# WHAT NEEDS TO BE DONE
Copy out each of the following lines word for word, without changing anything.

[Entries drawn from a collection]
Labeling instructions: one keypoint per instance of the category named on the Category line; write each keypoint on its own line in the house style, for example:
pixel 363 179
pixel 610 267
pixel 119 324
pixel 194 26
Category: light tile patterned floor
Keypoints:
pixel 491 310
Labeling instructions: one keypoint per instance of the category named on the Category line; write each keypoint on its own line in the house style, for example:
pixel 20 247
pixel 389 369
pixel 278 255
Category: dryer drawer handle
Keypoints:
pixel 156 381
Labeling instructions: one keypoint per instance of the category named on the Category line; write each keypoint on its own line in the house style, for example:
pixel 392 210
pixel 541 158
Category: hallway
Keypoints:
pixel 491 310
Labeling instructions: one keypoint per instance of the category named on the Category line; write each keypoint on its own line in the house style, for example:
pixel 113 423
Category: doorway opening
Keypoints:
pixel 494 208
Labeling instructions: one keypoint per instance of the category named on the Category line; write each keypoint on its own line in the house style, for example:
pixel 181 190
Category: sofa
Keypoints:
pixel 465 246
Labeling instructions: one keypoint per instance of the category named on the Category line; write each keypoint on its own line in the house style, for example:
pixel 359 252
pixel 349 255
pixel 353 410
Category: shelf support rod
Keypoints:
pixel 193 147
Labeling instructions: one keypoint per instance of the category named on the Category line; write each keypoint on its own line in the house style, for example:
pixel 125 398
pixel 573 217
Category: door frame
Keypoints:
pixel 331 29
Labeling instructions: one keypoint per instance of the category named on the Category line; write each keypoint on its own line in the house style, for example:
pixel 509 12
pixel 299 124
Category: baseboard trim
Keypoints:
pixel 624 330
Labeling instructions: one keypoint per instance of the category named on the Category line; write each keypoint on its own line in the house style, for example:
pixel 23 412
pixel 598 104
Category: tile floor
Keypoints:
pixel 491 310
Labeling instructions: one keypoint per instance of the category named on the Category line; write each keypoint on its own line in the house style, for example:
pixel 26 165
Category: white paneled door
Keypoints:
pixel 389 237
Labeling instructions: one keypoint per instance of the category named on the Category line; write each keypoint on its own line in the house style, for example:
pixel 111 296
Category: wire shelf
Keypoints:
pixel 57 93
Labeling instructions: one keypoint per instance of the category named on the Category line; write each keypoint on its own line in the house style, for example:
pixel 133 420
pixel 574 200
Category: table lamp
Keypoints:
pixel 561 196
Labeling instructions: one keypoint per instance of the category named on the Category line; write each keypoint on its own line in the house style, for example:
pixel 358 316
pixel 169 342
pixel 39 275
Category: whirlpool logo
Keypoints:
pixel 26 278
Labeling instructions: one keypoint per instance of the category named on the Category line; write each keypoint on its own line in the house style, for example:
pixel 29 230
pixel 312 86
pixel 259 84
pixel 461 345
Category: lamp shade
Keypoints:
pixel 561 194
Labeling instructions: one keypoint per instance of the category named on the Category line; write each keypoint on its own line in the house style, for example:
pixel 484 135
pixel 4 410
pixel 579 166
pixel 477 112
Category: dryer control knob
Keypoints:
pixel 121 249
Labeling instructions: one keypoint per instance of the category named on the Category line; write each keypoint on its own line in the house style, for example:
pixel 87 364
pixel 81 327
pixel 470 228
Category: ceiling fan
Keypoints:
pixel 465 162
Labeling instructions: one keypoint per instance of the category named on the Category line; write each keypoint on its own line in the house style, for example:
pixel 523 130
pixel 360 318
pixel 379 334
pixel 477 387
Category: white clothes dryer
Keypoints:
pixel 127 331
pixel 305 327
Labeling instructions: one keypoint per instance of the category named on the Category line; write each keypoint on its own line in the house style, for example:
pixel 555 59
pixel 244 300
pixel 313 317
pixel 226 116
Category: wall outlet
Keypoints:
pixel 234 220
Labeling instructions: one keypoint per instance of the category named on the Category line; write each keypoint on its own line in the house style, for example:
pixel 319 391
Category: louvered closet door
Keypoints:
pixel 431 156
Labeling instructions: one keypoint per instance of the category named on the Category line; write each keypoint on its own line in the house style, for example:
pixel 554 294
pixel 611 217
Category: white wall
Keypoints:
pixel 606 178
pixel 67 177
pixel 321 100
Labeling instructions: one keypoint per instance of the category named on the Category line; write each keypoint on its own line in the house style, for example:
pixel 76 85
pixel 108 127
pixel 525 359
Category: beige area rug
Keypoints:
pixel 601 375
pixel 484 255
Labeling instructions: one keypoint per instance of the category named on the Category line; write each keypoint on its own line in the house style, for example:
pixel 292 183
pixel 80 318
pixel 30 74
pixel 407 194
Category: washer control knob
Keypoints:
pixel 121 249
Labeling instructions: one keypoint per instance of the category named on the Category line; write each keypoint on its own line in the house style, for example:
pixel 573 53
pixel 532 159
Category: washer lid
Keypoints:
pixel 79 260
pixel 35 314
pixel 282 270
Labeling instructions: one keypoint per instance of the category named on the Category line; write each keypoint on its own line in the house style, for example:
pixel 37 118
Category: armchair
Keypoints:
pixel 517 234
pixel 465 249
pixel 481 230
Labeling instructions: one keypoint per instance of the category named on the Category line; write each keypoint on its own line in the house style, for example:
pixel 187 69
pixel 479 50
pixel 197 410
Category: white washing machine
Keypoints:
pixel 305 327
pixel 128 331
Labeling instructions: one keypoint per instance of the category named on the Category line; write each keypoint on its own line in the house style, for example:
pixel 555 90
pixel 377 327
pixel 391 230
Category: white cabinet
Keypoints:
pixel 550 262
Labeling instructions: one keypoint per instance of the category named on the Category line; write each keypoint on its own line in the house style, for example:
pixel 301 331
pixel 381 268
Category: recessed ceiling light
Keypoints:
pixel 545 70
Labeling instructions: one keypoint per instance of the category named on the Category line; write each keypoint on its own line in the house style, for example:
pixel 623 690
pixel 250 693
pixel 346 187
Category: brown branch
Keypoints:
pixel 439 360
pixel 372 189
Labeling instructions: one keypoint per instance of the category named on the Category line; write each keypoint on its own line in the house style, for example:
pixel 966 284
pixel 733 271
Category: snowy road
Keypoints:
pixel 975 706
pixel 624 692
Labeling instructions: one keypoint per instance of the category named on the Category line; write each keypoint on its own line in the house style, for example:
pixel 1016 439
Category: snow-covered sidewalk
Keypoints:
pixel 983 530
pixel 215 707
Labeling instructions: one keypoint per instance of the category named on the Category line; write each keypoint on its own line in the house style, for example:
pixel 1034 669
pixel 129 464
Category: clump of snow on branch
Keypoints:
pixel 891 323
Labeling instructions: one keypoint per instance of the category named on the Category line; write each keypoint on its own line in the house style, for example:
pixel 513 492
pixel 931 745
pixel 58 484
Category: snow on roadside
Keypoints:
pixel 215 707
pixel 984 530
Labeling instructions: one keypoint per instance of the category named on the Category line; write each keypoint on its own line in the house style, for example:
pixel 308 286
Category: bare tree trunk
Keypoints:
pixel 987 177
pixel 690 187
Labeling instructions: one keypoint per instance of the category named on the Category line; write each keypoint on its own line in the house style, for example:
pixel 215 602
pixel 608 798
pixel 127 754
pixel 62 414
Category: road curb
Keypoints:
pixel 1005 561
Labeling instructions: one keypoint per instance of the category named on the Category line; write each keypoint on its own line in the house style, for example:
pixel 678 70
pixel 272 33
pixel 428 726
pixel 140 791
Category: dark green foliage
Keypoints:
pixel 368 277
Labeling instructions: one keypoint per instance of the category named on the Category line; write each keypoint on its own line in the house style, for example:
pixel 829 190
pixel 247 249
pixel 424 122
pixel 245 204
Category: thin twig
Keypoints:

# COMPLETE OUTPUT
Labeling instructions: one keypoint per instance of the category named on the Category line; write each keypoint on its own line in the house style, for example:
pixel 363 179
pixel 610 267
pixel 119 324
pixel 194 26
Category: light tile patterned floor
Keypoints:
pixel 491 310
Labeling instructions: one keypoint per instance of the category named on the Category line; write each keypoint on its own line in the house style, for example:
pixel 20 247
pixel 389 369
pixel 278 255
Category: dryer drawer handle
Keypoints:
pixel 156 381
Labeling instructions: one keypoint per instance of the category named on the Category line; write each keypoint on its own line in the house style, for example:
pixel 392 210
pixel 541 158
Category: hallway
Keypoints:
pixel 491 310
Labeling instructions: one keypoint per instance of the category named on the Category line; write each keypoint on its own line in the house style, for example:
pixel 113 423
Category: doorway opening
Keypoints:
pixel 494 208
Labeling instructions: one keypoint per instance of the category named on the Category line; write each keypoint on its own line in the house style, for example:
pixel 181 190
Category: sofa
Keypoints:
pixel 465 246
Labeling instructions: one keypoint per instance of the category named on the Category line; write each keypoint on its own line in the house style, for example:
pixel 359 252
pixel 349 255
pixel 353 410
Category: shelf support rod
Keypoints:
pixel 193 147
Labeling instructions: one keypoint per instance of the category named on the Category line; write each keypoint on its own line in the house style, for example:
pixel 125 398
pixel 573 217
Category: door frame
Keypoints:
pixel 331 29
Labeling instructions: one keypoint per instance of the category named on the Category line; write each keypoint on its own line in the house style, for example:
pixel 509 12
pixel 299 124
Category: baseboard trim
Keypoints:
pixel 624 330
Labeling instructions: one keypoint per instance of the category named on the Category line; write each keypoint on its own line in the house style, for example:
pixel 23 412
pixel 598 104
Category: tile floor
Keypoints:
pixel 491 310
Labeling instructions: one keypoint per instance of the category named on the Category line; write each keypoint on its own line in the house style, for example:
pixel 26 165
Category: white paneled door
Keypoints:
pixel 389 237
Labeling instructions: one keypoint per instance of the category named on the Category line; write each keypoint on its own line in the house style, for example:
pixel 111 296
Category: wire shelf
Keypoints:
pixel 57 93
Labeling instructions: one keypoint per instance of the category named on the Category line; write each keypoint on its own line in the house style, for example:
pixel 133 420
pixel 574 200
Category: table lamp
Keypoints:
pixel 561 196
Labeling instructions: one keypoint per instance of the category named on the Category line; write each keypoint on its own line in the house style, for example:
pixel 358 316
pixel 169 342
pixel 39 275
Category: whirlpool logo
Keypoints:
pixel 26 278
Labeling instructions: one keypoint per instance of the category named on the Category line; write each keypoint on its own line in the house style, for example:
pixel 29 230
pixel 312 86
pixel 259 84
pixel 461 345
Category: lamp shade
Keypoints:
pixel 561 194
Labeling instructions: one keypoint per instance of the category named on the Category line; write each keypoint on its own line in the house style, for example:
pixel 484 135
pixel 4 410
pixel 579 166
pixel 477 112
Category: dryer control knob
Keypoints:
pixel 121 249
Labeling instructions: one keypoint per instance of the category named on the Category line; write each keypoint on its own line in the house style, for example:
pixel 87 364
pixel 81 327
pixel 470 228
Category: ceiling fan
Keypoints:
pixel 465 162
Labeling instructions: one keypoint per instance of the category named on the Category line; write each keypoint on its own line in the house style, for example:
pixel 523 130
pixel 360 318
pixel 379 334
pixel 477 387
Category: white clothes dryer
Keypoints:
pixel 127 331
pixel 305 327
Labeling instructions: one keypoint per instance of the category named on the Category line; write each keypoint on its own line in the house style, for example:
pixel 555 59
pixel 244 300
pixel 313 317
pixel 226 116
Category: wall outlet
Keypoints:
pixel 234 220
Labeling instructions: one keypoint per instance of the category named on the Category line; write each keypoint on its own line in the house style, for example:
pixel 319 391
Category: louvered closet door
Keypoints:
pixel 431 156
Labeling instructions: one keypoint per instance of the category named on the Category line; write each keypoint on its own line in the house style, for example:
pixel 554 294
pixel 611 217
Category: white wall
Keypoints:
pixel 606 178
pixel 67 177
pixel 321 100
Labeling instructions: one keypoint per instance of the category named on the Category line; write each keypoint on its own line in the house style, for example:
pixel 76 85
pixel 108 127
pixel 525 359
Category: beige area rug
Keypoints:
pixel 601 375
pixel 484 255
Labeling instructions: one keypoint per instance of the category named on the Category line; write each keypoint on its own line in the house style, for example:
pixel 292 183
pixel 80 318
pixel 30 74
pixel 407 194
Category: washer control knob
Keypoints:
pixel 121 249
Labeling instructions: one keypoint per instance of the category named on the Category line; write each keypoint on its own line in the house style, for example:
pixel 573 53
pixel 532 159
Category: washer lid
Keypoints:
pixel 79 260
pixel 35 314
pixel 282 270
Labeling instructions: one keypoint per instance of the category named on the Category line; write each keypoint on its own line in the house style, for example:
pixel 37 118
Category: armchair
Keypoints:
pixel 517 234
pixel 465 249
pixel 481 230
Labeling instructions: one keypoint per instance of the category named on the Category line; write each keypoint on its own line in the house style, for example:
pixel 187 69
pixel 479 50
pixel 197 410
Category: white washing machine
Keypoints:
pixel 305 327
pixel 128 331
Labeling instructions: one keypoint per instance of the category named on the Category line; write each keypoint on its own line in the house style, for example:
pixel 555 90
pixel 377 327
pixel 391 230
Category: white cabinet
Keypoints:
pixel 550 262
Labeling instructions: one keypoint per instance of the category named on the Category line; write each keypoint on its own line in the house style, for example:
pixel 301 331
pixel 381 268
Category: recessed ceiling light
Keypoints:
pixel 545 70
Labeling instructions: one keypoint per instance of the category named on the Category line; write each keypoint on its own line in the house style, for example:
pixel 623 690
pixel 250 693
pixel 346 187
Category: brown branch
Keypoints:
pixel 439 360
pixel 372 189
Labeling instructions: one keypoint per instance of the category named on the Category line; write each keypoint on its own line in the house style, for example:
pixel 966 284
pixel 733 271
Category: snowy road
Keypoints:
pixel 975 706
pixel 624 692
Labeling instructions: one keypoint per instance of the category named on the Category line; write each keypoint on its own line in the house style, for example:
pixel 1016 439
Category: snow-covered sidewalk
Keypoints:
pixel 983 530
pixel 215 707
Labeling instructions: one keypoint per instance of the category named on the Category line; write each keypoint on its own line in the house style, for example:
pixel 1034 669
pixel 129 464
Category: clump of snow on branch
Keypoints:
pixel 891 323
Labeling instructions: one keypoint per instance of the category named on the Category line; write each keypoint on its own line in the house style, for example:
pixel 513 492
pixel 931 745
pixel 58 484
Category: snow on roadside
Keypoints:
pixel 215 707
pixel 984 530
Labeling instructions: one keypoint per instance of the category named on the Category line; write each keypoint on its own line in the house style, for example:
pixel 308 286
Category: bare tree trunk
Keypoints:
pixel 987 177
pixel 690 187
Labeling instructions: one keypoint per instance of the category named on the Category line; write each keypoint on its own line in the house style, for example:
pixel 215 602
pixel 608 798
pixel 127 754
pixel 62 414
Category: road curb
Keypoints:
pixel 1005 561
Labeling instructions: one keypoint per instance of the category named on the Category line; write each keypoint on its own line in the house style, for example:
pixel 678 70
pixel 272 33
pixel 428 726
pixel 140 791
Category: dark green foliage
Keypoints:
pixel 368 277
Labeling instructions: one keypoint per instance of the category named on the Category line; write each keypoint on its own line in the house style, for example:
pixel 829 190
pixel 247 249
pixel 424 122
pixel 245 204
Category: thin twig
Keypoints:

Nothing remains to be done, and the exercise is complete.